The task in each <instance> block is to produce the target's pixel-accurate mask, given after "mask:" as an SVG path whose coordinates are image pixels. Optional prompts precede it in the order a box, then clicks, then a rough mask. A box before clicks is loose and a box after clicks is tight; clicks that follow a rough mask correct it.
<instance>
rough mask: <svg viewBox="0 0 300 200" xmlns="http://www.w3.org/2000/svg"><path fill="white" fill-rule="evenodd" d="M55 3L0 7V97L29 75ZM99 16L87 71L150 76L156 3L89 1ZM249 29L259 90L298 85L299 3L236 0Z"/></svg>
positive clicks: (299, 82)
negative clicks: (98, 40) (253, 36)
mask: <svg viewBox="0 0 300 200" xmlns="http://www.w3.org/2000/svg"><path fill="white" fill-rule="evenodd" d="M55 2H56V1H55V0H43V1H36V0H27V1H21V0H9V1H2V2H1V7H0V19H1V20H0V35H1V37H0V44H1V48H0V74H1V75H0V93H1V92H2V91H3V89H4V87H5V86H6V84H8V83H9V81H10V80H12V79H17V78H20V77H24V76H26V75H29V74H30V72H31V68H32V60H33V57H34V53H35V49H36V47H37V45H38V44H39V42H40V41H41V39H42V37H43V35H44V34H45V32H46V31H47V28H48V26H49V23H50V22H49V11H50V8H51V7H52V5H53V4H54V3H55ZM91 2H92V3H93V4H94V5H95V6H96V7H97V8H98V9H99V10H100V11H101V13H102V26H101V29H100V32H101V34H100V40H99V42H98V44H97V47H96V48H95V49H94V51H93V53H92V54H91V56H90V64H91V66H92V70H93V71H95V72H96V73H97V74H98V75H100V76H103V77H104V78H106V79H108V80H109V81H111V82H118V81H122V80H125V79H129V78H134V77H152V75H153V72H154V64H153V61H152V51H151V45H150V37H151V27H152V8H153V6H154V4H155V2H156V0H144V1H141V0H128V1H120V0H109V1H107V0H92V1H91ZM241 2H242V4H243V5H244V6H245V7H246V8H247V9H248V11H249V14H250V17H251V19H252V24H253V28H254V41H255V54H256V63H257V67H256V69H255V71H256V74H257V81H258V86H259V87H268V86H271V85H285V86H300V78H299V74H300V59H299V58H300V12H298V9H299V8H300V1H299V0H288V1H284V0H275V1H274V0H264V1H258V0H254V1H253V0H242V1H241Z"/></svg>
◇ ◇ ◇ ◇ ◇ ◇ ◇
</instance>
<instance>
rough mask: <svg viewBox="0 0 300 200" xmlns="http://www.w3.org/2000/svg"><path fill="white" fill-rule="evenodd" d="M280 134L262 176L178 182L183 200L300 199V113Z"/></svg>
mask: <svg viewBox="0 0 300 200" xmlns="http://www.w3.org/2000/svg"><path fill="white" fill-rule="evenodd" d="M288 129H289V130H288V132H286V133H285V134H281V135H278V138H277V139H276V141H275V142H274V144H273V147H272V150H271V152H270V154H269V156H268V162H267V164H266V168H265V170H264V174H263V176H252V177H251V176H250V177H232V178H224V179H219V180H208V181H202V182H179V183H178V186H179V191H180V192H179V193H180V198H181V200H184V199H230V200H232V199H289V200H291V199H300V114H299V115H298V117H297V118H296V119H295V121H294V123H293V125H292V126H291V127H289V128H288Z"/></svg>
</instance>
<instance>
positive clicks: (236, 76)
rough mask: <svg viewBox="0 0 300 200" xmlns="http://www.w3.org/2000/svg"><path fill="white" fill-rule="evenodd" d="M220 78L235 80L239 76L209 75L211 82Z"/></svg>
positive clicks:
◇ ◇ ◇ ◇ ◇ ◇ ◇
Try it: Every line above in which the word "positive" occurs is to be copied.

Solved exercise:
positive clicks: (299, 82)
positive clicks: (236, 76)
positive clicks:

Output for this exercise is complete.